» **原文摘录**:
100000622-01.cpp

/*
 * hint:
 * This problem is solved by two methods:
 * 1. Prim
 * 2. Kruskal
 * 
 * Codeup 题设样例及测试点有误，找到题目出处为 UVa 题库 10034 题
 * 遂稍作输入格式修改，并通过 Virtual Judge 提交至 UVa 评测机
 * 链接：https://vjudge.net/problem/UVA-10034
 * 两种方法均通过测试
 * 
 * 在使用 Kruskal 方法时，遇到了 debug 很长时间的 runtime error
 * 具体错误见含 BEWARE 的注释行
 * 这个错误导致某种溢出，致使 printf 语句不能够执行，并且无有用的错误提示
 * 此错误来自：如果 j 初始化为 0，则边数将高达 10000 条，其中有一半都是冗余的
*/

// // method 1: Prim, O(V^2) = O(100^2)
// #include <cstdio>
// #include <vector>
// #include <cmath>
// #include <cstring>
// #define MAXV 105
// #define INF __LDBL_MAX__ / 2.0

// using namespace std;

// typedef long double LDBL;
// typedef pair<LDBL, LDBL> Coordinate;

// int n;
// Coordinate vertex[MAXV];
// LDBL graph[MAXV][MAXV];
// bool is_visited[MAXV];
// LDBL dist[MAXV];

// void init()
// {
//     memset(is_visited, false, sizeof(is_visited));
//     fill(dist, dist + MAXV, INF);
// }

// LDBL euclidean_distance(Coordinate a, Coordinate b)
// {
//     LDBL x2 = (a.first - b.first) * (a.first - b.first), y2 = (a.second - b.second) * (a.second - b.second);
//     return sqrt(x2 + y2);
// }

// LDBL prim(int s)
// {
//     // step 0: initialize
//     LDBL ans = 0;
//     dist[s] = 0;
//     for (int i = 0; i < n; i++)
//     {
//         // step 1: find unvisited u with minimum dist[]
//         int u = -1;
//         LDBL min = INF;
//         for (int j = 0; j < n; j++)
//             if (is_visited[j] == false && dist[j] < min)
//             {
//                 u = j;
//                 min = dist[j];
//             }
//         if (u == -1) break;
//         is_visited[u] = true;
//         ans += dist[u];
//         // step 2: update u's neighbors
//         for (int v = 0; v < n; v++)
//             if (is_visited[v] == false && graph[u][v] < dist[v])
//                 dist[v] = graph[u][v];  // relaxation
//     }
//     return ans;
// }

// int main()
// {
//     int kase;
//     scanf("%d", &kase);
//     while (kase--)
//     {
//         scanf("%d", &n);
//         init();
//         for (int i = 0; i < n; i++)
//             scanf("%llf %llf", &vertex[i].first, &vertex[i].second);
//         for (int i = 0; i < n; i++)
//             for (int j = 0; j < n; j++)

» **练习要求 a**:
将记录中从开头到含“POLYGON ((100 0, 121”的那一行（含首尾）改写一遍，把“even-odd”替换为“nonzero”，其余内容不变，并略去图片。
该代码与这些记录之间没有关联。

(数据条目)

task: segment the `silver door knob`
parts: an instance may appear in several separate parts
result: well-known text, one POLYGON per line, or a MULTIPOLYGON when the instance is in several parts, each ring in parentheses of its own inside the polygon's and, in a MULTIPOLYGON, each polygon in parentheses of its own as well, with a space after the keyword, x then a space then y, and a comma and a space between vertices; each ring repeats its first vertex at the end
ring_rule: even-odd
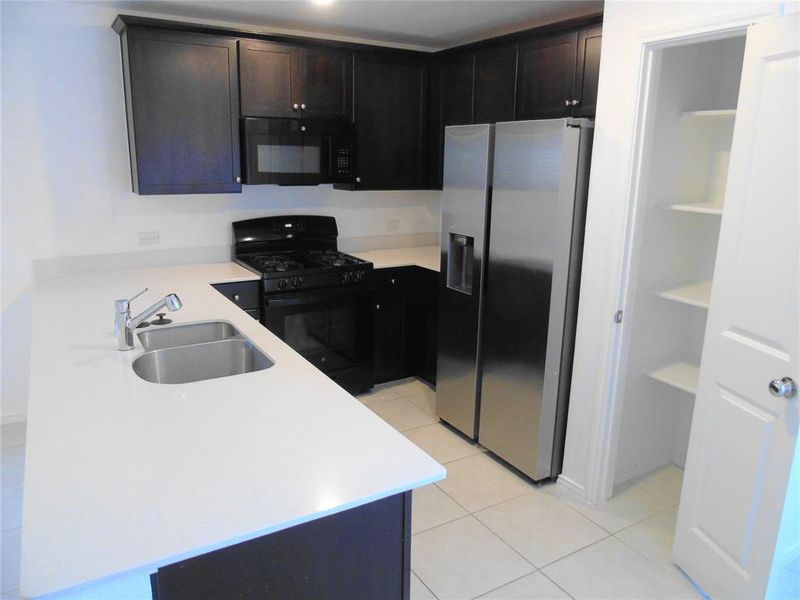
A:
POLYGON ((769 382, 769 393, 779 398, 792 398, 797 393, 797 384, 791 377, 773 379, 769 382))

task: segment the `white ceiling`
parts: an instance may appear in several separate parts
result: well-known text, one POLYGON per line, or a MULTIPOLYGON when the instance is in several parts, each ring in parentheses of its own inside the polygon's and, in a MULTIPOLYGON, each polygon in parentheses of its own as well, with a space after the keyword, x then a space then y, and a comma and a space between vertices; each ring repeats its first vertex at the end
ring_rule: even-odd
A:
POLYGON ((100 0, 121 11, 439 50, 598 13, 601 0, 100 0))

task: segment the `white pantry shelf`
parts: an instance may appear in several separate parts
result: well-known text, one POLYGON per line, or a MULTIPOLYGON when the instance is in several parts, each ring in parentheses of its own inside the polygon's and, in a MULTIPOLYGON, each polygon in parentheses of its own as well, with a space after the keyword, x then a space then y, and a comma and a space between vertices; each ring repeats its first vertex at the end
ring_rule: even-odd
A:
POLYGON ((700 376, 700 368, 678 361, 655 371, 650 371, 646 375, 651 379, 694 395, 697 393, 697 379, 700 376))
POLYGON ((708 308, 711 300, 711 282, 700 281, 671 290, 656 292, 659 297, 699 308, 708 308))
POLYGON ((682 204, 667 204, 668 210, 676 210, 678 212, 698 213, 702 215, 721 215, 722 206, 714 202, 685 202, 682 204))
POLYGON ((725 108, 721 110, 687 110, 681 113, 682 117, 692 117, 700 119, 732 118, 736 116, 735 108, 725 108))

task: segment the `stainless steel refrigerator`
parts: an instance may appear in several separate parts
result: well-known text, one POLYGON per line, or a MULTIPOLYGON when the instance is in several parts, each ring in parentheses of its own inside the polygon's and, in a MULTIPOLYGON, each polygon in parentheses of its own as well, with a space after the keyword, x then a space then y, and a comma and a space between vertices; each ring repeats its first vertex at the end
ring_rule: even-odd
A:
POLYGON ((436 412, 536 481, 561 470, 592 133, 445 130, 436 412))

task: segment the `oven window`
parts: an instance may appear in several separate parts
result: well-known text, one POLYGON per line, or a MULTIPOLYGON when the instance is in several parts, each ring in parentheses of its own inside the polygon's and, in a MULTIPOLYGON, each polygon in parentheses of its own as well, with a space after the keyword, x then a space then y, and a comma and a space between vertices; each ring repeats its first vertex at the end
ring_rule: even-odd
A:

» **练习要求 b**:
根据该代码开头的注释，作者为什么修改输入格式，并通过 Virtual Judge 提交到 UVa 评测机？请用一到三句话说明。

» **参考结果 a**:
task: segment the `silver door knob`
parts: an instance may appear in several separate parts
result: well-known text, one POLYGON per line, or a MULTIPOLYGON when the instance is in several parts, each ring in parentheses of its own inside the polygon's and, in a MULTIPOLYGON, each polygon in parentheses of its own as well, with a space after the keyword, x then a space then y, and a comma and a space between vertices; each ring repeats its first vertex at the end
ring_rule: nonzero
A:
POLYGON ((769 382, 769 393, 779 398, 792 398, 797 393, 797 384, 791 377, 773 379, 769 382))

task: segment the `white ceiling`
parts: an instance may appear in several separate parts
result: well-known text, one POLYGON per line, or a MULTIPOLYGON when the instance is in several parts, each ring in parentheses of its own inside the polygon's and, in a MULTIPOLYGON, each polygon in parentheses of its own as well, with a space after the keyword, x then a space then y, and a comma and a space between vertices; each ring repeats its first vertex at the end
ring_rule: nonzero
A:
POLYGON ((100 0, 121 11, 439 50, 598 13, 601 0, 100 0))

» **参考结果 b**:
因为 Codeup 上该题的题设样例和测试点有误。作者查到题目出自 UVa 题库第 10034 题，于是稍改输入格式，通过 Virtual Judge 提交到 UVa 评测机进行测试。